» Your goal: All lines from the line containing "phrase -- white column" up to and including the last line of the listing below should be echoed exactly; no other lines belong in the response.

======== Given information ========

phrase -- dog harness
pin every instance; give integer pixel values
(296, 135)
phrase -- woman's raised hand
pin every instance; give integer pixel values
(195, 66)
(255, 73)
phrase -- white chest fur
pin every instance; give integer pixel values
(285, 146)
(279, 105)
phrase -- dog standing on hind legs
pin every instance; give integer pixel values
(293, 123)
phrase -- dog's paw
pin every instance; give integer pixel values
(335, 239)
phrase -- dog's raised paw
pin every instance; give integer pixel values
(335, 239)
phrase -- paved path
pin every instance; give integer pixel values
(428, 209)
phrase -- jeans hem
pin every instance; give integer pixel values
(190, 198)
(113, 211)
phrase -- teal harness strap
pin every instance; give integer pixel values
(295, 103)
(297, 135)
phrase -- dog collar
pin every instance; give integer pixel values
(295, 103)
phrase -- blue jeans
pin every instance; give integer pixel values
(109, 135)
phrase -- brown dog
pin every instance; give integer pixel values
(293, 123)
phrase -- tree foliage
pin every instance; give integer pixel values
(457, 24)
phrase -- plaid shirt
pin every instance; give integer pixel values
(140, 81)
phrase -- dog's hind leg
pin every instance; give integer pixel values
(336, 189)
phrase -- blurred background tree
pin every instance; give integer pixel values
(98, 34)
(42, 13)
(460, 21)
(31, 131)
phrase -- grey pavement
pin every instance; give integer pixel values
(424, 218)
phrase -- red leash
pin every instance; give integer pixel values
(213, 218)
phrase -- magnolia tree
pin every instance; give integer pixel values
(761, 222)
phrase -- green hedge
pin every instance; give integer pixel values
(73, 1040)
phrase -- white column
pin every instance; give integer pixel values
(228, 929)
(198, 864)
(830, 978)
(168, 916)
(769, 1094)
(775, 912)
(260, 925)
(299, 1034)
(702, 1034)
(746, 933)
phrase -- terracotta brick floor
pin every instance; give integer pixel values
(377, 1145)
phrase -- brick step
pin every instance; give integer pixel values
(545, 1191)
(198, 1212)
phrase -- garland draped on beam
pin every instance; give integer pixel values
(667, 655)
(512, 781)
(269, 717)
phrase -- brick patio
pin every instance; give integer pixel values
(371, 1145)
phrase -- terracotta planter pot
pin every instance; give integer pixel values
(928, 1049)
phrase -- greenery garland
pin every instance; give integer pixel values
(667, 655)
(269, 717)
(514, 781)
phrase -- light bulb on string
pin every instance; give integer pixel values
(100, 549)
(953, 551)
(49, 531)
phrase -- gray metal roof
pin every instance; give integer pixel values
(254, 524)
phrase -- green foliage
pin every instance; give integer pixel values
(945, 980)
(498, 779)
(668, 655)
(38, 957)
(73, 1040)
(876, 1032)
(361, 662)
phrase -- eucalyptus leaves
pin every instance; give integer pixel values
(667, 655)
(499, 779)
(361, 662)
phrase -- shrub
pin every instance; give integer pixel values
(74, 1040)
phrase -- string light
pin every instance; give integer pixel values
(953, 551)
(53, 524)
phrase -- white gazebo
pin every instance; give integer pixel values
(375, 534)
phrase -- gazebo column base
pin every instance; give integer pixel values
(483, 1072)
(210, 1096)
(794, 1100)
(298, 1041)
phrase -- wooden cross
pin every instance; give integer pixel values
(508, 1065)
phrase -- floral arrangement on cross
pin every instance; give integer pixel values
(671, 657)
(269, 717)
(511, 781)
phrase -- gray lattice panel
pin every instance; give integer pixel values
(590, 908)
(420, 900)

========

» Reply to the task:
phrase -- white column
pin every instance; give integer pixel values
(228, 929)
(198, 864)
(830, 978)
(168, 916)
(769, 1094)
(775, 912)
(260, 925)
(299, 1034)
(702, 1034)
(746, 933)
phrase -- terracotta brick floor
pin every instance; give integer pixel values
(377, 1145)
phrase -- brick step
pin every instance; give integer pixel values
(545, 1191)
(198, 1212)
phrase -- garland draped on beam
pin every instance; give integer pixel values
(667, 655)
(512, 781)
(269, 717)
phrase -- brick patio
pin every instance; give integer pixel values
(371, 1145)
phrase -- terracotta planter pot
pin every instance; give integer pixel values
(928, 1049)
phrase -- greenery garland
pin every instance; give integer pixel values
(667, 655)
(269, 717)
(514, 781)
phrase -- light bulb on string
pin every instance; give integer pixel values
(100, 549)
(953, 551)
(49, 531)
phrase -- gray metal roof
pin every instance; give integer pixel values
(254, 524)
phrase -- green foliage
pin every instance; give integer pixel values
(945, 980)
(498, 779)
(668, 655)
(38, 957)
(73, 1040)
(876, 1032)
(361, 662)
phrase -- eucalyptus leaves
pin every instance; give integer pixel values
(667, 655)
(499, 779)
(361, 662)
phrase -- shrub
pin every instance; give integer pixel values
(74, 1040)
phrase -- string light
pin every instance; give integer pixel values
(953, 551)
(53, 524)
phrase -- white gazebo
pin every instance; give integer pixel values
(375, 534)
phrase -- gazebo column base
pin every instance; give integer pixel values
(483, 1072)
(210, 1096)
(794, 1100)
(298, 1041)
phrase -- wooden cross
pin every instance; give integer pixel values
(508, 1065)
phrase -- floral arrangement on cross
pin every instance; give integer pixel values
(671, 657)
(269, 717)
(511, 781)
phrase -- gray lattice panel
pin every instance; give integer pixel values
(590, 908)
(420, 900)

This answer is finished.